— start of SOURCE DATA —

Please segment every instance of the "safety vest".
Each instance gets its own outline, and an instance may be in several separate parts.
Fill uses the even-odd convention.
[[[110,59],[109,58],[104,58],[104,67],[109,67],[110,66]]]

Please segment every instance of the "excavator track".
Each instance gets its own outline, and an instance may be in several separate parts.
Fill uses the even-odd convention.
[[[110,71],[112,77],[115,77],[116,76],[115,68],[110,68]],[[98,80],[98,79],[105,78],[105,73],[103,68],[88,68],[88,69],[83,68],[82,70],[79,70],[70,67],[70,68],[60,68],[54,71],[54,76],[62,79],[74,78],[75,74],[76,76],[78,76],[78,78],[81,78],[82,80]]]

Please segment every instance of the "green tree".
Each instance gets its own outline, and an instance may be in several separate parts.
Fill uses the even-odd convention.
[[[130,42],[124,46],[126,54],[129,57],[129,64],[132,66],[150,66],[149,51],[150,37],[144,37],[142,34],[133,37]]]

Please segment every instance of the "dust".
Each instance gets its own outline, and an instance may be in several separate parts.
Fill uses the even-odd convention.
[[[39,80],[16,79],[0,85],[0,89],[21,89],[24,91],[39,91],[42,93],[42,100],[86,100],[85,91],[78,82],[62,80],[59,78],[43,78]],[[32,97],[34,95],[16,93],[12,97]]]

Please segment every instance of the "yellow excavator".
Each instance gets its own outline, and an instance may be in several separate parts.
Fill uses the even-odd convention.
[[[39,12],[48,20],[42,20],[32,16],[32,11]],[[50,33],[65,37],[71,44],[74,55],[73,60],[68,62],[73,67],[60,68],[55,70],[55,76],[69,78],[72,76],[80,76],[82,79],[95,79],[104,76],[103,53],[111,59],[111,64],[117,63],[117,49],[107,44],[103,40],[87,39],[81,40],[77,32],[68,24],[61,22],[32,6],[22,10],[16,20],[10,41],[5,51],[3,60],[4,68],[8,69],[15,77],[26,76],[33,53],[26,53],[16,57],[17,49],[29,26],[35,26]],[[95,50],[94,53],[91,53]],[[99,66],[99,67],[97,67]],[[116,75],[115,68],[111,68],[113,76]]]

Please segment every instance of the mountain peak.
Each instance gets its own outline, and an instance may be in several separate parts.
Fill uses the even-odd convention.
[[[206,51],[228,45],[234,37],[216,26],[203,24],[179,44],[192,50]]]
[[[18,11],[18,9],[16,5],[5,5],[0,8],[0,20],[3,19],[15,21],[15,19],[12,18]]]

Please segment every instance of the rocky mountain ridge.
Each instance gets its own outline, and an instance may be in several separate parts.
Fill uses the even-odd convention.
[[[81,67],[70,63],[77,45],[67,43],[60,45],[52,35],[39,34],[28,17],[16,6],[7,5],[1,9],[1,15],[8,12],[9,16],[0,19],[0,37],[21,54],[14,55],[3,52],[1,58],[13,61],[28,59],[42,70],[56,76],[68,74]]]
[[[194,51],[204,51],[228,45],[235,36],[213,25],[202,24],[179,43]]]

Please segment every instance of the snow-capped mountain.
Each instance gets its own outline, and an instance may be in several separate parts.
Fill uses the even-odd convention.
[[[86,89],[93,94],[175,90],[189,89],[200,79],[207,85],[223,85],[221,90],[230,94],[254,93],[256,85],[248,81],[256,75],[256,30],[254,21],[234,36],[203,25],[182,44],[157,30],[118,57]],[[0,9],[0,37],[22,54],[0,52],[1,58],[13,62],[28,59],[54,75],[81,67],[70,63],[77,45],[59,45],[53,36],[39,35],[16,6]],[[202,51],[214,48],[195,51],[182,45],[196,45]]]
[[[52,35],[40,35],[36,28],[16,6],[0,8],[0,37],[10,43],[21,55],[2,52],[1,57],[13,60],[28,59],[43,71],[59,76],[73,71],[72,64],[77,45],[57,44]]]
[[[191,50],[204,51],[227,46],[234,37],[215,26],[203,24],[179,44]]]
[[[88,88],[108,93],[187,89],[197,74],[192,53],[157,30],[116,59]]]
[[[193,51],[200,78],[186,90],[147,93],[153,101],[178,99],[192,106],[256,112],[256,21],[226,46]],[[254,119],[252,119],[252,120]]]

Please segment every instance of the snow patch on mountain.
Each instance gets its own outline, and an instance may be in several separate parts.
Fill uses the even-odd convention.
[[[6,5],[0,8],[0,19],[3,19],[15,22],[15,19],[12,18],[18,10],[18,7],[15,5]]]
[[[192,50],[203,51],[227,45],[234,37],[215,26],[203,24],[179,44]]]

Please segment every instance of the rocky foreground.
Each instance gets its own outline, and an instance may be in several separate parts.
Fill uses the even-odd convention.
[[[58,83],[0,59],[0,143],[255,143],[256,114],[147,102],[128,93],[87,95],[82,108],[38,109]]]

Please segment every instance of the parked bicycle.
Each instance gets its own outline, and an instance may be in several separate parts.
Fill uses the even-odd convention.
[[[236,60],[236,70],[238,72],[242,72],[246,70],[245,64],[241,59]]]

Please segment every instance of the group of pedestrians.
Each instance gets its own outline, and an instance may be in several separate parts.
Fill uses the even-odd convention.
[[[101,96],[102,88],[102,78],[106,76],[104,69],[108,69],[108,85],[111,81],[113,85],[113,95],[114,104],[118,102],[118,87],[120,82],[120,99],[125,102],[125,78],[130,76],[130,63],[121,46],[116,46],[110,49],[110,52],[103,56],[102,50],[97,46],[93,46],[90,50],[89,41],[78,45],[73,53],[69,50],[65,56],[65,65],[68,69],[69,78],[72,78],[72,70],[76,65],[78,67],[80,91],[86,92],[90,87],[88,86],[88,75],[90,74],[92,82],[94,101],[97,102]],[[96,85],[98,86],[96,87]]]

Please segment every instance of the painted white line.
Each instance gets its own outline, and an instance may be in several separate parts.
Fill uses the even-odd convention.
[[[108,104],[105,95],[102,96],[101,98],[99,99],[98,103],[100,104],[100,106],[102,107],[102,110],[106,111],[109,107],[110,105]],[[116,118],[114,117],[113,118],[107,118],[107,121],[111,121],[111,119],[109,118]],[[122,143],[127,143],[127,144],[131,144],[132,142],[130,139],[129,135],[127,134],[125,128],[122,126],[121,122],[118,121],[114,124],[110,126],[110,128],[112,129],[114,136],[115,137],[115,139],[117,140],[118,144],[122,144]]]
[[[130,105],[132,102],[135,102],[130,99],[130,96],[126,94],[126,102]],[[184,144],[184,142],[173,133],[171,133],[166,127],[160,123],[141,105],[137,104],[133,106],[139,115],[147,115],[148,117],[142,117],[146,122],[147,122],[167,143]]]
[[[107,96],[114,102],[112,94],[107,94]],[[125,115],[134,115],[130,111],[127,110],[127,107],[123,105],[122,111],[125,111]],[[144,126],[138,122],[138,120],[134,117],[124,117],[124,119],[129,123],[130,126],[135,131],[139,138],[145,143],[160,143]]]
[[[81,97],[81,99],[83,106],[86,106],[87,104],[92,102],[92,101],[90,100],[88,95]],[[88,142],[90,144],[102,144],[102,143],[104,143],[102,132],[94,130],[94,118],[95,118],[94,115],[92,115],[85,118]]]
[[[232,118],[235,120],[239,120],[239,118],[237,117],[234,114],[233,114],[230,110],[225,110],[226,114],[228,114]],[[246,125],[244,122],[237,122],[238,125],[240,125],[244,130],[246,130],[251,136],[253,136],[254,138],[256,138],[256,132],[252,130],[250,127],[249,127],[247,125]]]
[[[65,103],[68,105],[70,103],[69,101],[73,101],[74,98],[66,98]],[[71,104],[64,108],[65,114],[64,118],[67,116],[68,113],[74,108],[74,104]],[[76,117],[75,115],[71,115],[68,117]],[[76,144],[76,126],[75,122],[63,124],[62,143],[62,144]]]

— end of SOURCE DATA —

* INSTRUCTIONS TO FOLLOW
Reproduce all of the data above line for line, word for word, with no changes.

* REPLY TO THE EXERCISE
Please segment every instance of the "safety vest".
Each instance gets its own outline, and an instance may be in several separate parts.
Fill uses the even-odd convention.
[[[110,59],[109,58],[104,58],[104,67],[109,67],[110,66]]]

Please segment every instance of the "excavator track".
Each instance gets its own outline, and an instance may be in several separate parts.
Fill uses the even-odd convention.
[[[110,71],[112,77],[115,77],[116,76],[115,68],[110,68]],[[98,80],[98,79],[105,78],[105,73],[103,68],[88,68],[88,69],[83,68],[82,70],[79,70],[70,67],[70,68],[60,68],[54,71],[54,76],[62,79],[74,78],[75,74],[76,76],[78,76],[78,78],[81,78],[82,80]]]

Please segment every instance of the "green tree".
Each instance gets its own outline, and an instance may be in several separate parts.
Fill uses the even-odd convention.
[[[130,42],[124,46],[126,54],[129,57],[129,64],[132,66],[150,66],[149,51],[150,37],[144,37],[142,34],[133,37]]]

Please segment every instance of the "dust".
Each instance gets its own outline, and an instance may be in several separate parts.
Fill uses the even-odd convention.
[[[39,80],[16,79],[0,85],[0,89],[21,89],[24,91],[39,91],[42,93],[42,100],[86,100],[85,91],[78,82],[62,80],[59,78],[43,78]],[[32,97],[34,95],[16,93],[12,97]]]

Please segment every instance of the "yellow excavator".
Each instance gets its own outline, and an instance may be in several separate parts.
Fill uses the even-odd convention.
[[[39,12],[48,20],[42,20],[32,16],[32,11]],[[50,33],[65,37],[71,44],[74,55],[73,60],[68,62],[73,67],[60,68],[55,70],[55,76],[69,78],[72,76],[80,76],[82,79],[95,79],[104,76],[103,53],[111,59],[111,64],[117,63],[117,49],[107,44],[103,40],[87,39],[81,40],[77,32],[68,24],[61,22],[32,6],[22,10],[16,20],[10,41],[5,51],[3,60],[4,68],[8,69],[15,77],[26,76],[33,53],[26,53],[16,57],[17,49],[29,26],[35,26]],[[95,50],[94,53],[91,53]],[[99,66],[99,67],[97,67]],[[116,75],[115,68],[111,68],[113,76]]]

Please segment every instance of the mountain peak.
Each instance gets its own outline, and an instance may be in several separate parts.
Fill uses the even-odd convention.
[[[206,51],[228,45],[234,37],[216,26],[203,24],[179,44],[192,50]]]
[[[18,11],[18,9],[16,5],[5,5],[0,8],[0,20],[3,19],[15,21],[15,19],[12,18]]]

Please segment every instance of the rocky mountain ridge.
Each instance gets its own outline, and an instance may be in several separate parts.
Fill uses the even-odd convention.
[[[81,67],[70,63],[77,45],[67,43],[60,45],[52,35],[39,34],[28,17],[16,6],[7,5],[1,9],[1,15],[8,12],[9,16],[0,19],[0,37],[21,54],[14,55],[3,52],[1,58],[13,61],[28,59],[42,70],[56,76],[68,74]]]
[[[194,51],[204,51],[228,45],[235,36],[213,25],[202,24],[179,43]]]

Please segment every instance of the snow-capped mountain.
Each instance gets its own outline, and an instance may be in several separate parts.
Fill uses the even-odd convention.
[[[86,89],[93,94],[175,90],[189,89],[200,79],[207,85],[223,85],[221,90],[230,94],[254,93],[256,85],[248,81],[256,75],[256,30],[254,21],[234,36],[203,25],[182,44],[157,30],[118,57]],[[0,9],[0,37],[22,54],[0,52],[1,58],[13,62],[28,59],[54,75],[81,67],[70,63],[77,45],[59,45],[53,36],[39,35],[16,6]],[[202,51],[214,48],[195,51],[182,45],[196,45]]]
[[[52,35],[40,35],[36,28],[16,6],[0,8],[0,37],[10,43],[21,55],[2,52],[1,57],[13,60],[28,59],[43,71],[59,76],[73,71],[72,64],[77,45],[57,44]]]
[[[191,50],[204,51],[227,46],[234,37],[215,26],[203,24],[179,44]]]
[[[88,88],[108,93],[187,89],[197,74],[192,53],[157,30],[116,59]]]
[[[193,51],[200,78],[186,90],[147,93],[153,101],[178,99],[192,106],[256,112],[256,21],[226,46]],[[254,119],[252,119],[252,120]]]

Please segment every instance of the snow patch on mountain.
Each instance gets its own outline, and an instance may be in several separate parts.
Fill uses the even-odd convention.
[[[6,5],[0,8],[0,19],[3,19],[15,22],[15,19],[12,18],[18,10],[18,7],[15,5]]]
[[[192,50],[203,51],[227,45],[234,37],[215,26],[203,24],[179,44]]]

Please segment every instance of the rocky foreground.
Each instance gets its own outline, and an instance may be in several separate parts.
Fill uses the even-odd convention.
[[[58,83],[0,59],[0,143],[255,143],[256,114],[147,102],[128,93],[87,95],[82,108],[38,109]]]

Please segment every instance of the parked bicycle.
Each instance gets its own outline, and an instance may be in several separate parts.
Fill uses the even-odd convention.
[[[236,60],[236,70],[238,72],[242,72],[246,70],[245,64],[241,59]]]

Please segment every instance of the group of pedestrians.
Each instance gets its own outline, and an instance may be in several separate parts.
Fill uses the even-odd convention.
[[[101,96],[102,88],[102,78],[106,76],[104,69],[108,69],[108,85],[111,81],[113,85],[113,95],[114,104],[118,102],[118,87],[120,82],[120,99],[125,102],[125,78],[130,76],[130,63],[121,46],[116,46],[110,49],[110,52],[103,56],[102,50],[97,46],[93,46],[90,50],[89,41],[78,45],[73,53],[69,50],[65,56],[65,65],[68,69],[69,78],[72,78],[72,70],[76,65],[78,67],[80,91],[86,92],[90,87],[88,86],[88,75],[90,74],[92,82],[94,101],[97,102]],[[96,85],[98,86],[96,87]]]

Please segment every instance of the painted white line.
Each instance gets its own outline, and an instance may be in several separate parts.
Fill uses the even-odd convention.
[[[108,104],[105,95],[102,96],[101,98],[99,99],[98,103],[100,104],[100,106],[102,107],[102,110],[106,111],[109,107],[110,105]],[[116,118],[114,117],[113,118],[107,118],[107,121],[111,121],[111,119],[109,118]],[[122,143],[127,143],[127,144],[131,144],[132,142],[130,139],[129,135],[127,134],[125,128],[122,126],[121,122],[118,121],[114,124],[110,126],[110,128],[112,129],[114,136],[115,137],[115,139],[117,140],[118,144],[122,144]]]
[[[130,105],[132,102],[135,102],[130,99],[130,96],[126,94],[126,102]],[[184,144],[184,142],[173,133],[171,133],[166,127],[160,123],[141,105],[137,104],[133,106],[139,115],[147,115],[148,117],[142,117],[146,122],[147,122],[167,143]]]
[[[107,96],[114,102],[112,94],[107,94]],[[125,115],[134,115],[130,111],[127,110],[127,107],[123,105],[122,111],[125,111]],[[144,126],[138,122],[138,120],[134,117],[124,117],[124,119],[129,123],[130,126],[135,131],[139,138],[145,143],[160,143]]]
[[[81,97],[81,99],[83,106],[86,106],[87,104],[92,102],[92,101],[90,100],[88,95]],[[88,142],[90,144],[102,144],[102,143],[104,143],[102,132],[94,130],[94,118],[95,118],[94,115],[92,115],[85,118]]]
[[[232,118],[235,120],[239,120],[239,118],[237,117],[234,114],[233,114],[230,110],[225,110],[226,114],[228,114]],[[246,125],[244,122],[237,122],[238,125],[240,125],[244,130],[246,130],[251,136],[253,136],[254,138],[256,138],[256,132],[252,130],[250,127],[249,127],[247,125]]]
[[[65,103],[68,105],[70,103],[69,101],[73,101],[74,98],[66,98]],[[71,104],[64,108],[65,114],[64,118],[67,116],[68,113],[74,108],[74,104]],[[76,117],[75,115],[71,115],[68,117]],[[76,144],[76,126],[75,122],[63,124],[62,143],[62,144]]]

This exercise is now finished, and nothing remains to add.